▸ Written task:
Find every line in the data below that contains the string "shirt" and copy each of those lines. Match case exactly.

▸ Extracted information:
↓↓↓

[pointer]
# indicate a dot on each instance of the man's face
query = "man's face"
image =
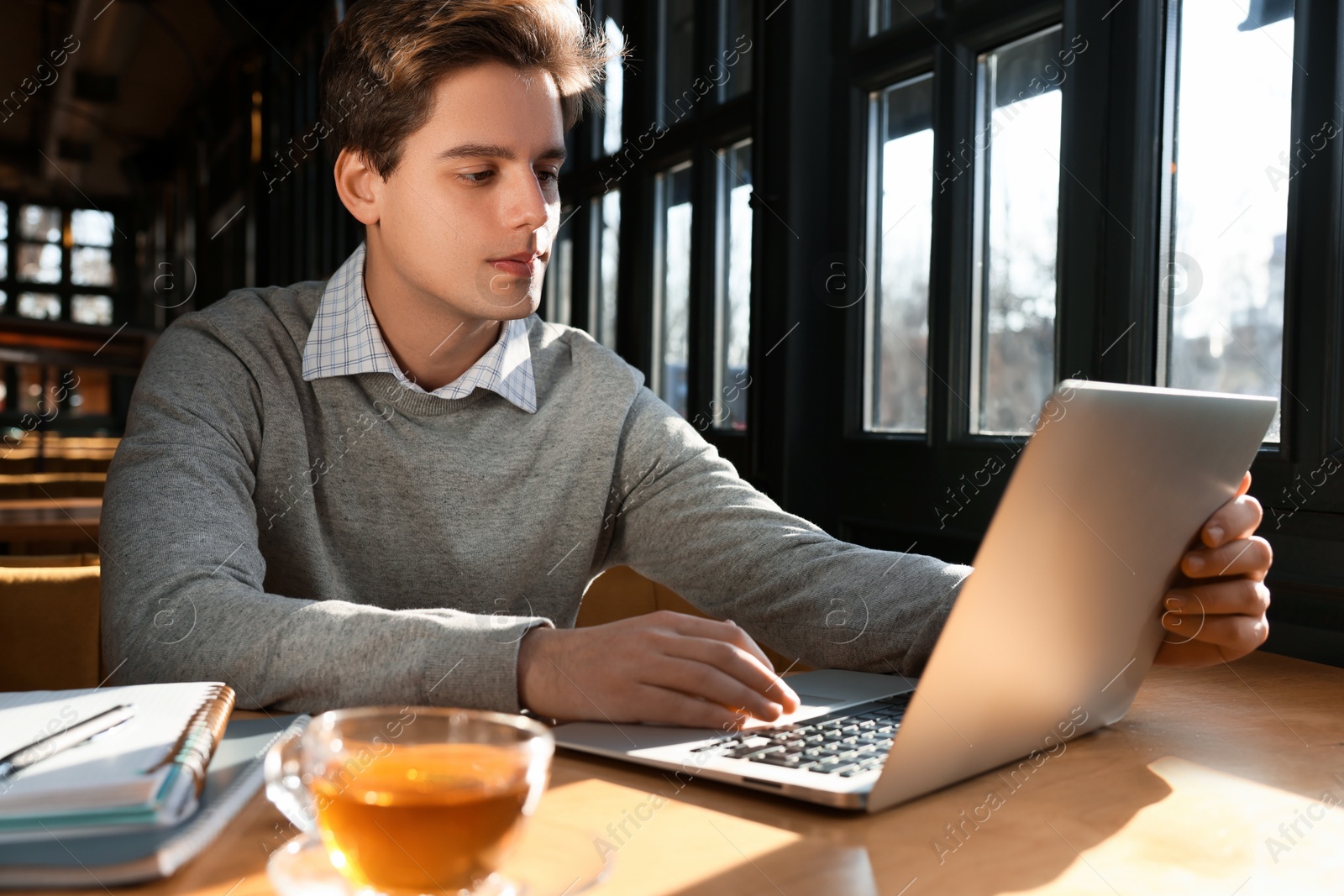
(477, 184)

↑↑↑
↓↓↓

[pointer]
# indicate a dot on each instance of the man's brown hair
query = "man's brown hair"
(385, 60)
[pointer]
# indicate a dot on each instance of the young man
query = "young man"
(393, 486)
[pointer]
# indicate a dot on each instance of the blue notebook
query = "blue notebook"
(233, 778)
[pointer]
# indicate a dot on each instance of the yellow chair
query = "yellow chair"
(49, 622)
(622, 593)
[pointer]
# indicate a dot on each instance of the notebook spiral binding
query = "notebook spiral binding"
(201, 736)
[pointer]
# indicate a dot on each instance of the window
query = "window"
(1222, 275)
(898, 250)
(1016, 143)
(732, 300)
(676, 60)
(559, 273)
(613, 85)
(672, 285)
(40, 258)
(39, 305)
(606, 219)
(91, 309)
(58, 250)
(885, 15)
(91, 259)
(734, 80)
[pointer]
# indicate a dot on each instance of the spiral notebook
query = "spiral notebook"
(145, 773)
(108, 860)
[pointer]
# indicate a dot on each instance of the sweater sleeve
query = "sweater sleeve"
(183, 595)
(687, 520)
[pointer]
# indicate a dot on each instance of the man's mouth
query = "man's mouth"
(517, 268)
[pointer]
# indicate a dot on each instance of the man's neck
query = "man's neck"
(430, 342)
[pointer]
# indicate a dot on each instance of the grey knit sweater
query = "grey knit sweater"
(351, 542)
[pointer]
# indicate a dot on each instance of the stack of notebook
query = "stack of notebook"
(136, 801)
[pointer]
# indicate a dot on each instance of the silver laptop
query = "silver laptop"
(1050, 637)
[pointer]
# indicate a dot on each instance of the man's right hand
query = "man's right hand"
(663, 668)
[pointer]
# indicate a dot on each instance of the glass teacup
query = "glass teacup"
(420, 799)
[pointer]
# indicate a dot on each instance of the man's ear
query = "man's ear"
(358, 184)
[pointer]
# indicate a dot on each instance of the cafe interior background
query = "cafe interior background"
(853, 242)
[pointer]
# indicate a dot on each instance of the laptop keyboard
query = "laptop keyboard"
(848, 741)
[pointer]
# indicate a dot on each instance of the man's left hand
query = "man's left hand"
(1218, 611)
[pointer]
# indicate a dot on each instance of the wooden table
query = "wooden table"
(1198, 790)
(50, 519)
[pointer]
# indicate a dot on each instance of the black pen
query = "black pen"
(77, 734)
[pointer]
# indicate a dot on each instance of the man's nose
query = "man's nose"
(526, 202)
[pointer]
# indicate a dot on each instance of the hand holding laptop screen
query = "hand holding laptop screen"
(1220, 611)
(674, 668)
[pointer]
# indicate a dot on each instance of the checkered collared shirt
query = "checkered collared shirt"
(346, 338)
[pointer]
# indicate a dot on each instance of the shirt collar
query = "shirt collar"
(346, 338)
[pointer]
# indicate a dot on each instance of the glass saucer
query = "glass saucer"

↑↑↑

▸ Complete answer:
# indicate a dot on each instance of the checkered collared shirt
query = "checkered collared shirt"
# indicate a dot on each instance of the shirt collar
query = "shirt collar"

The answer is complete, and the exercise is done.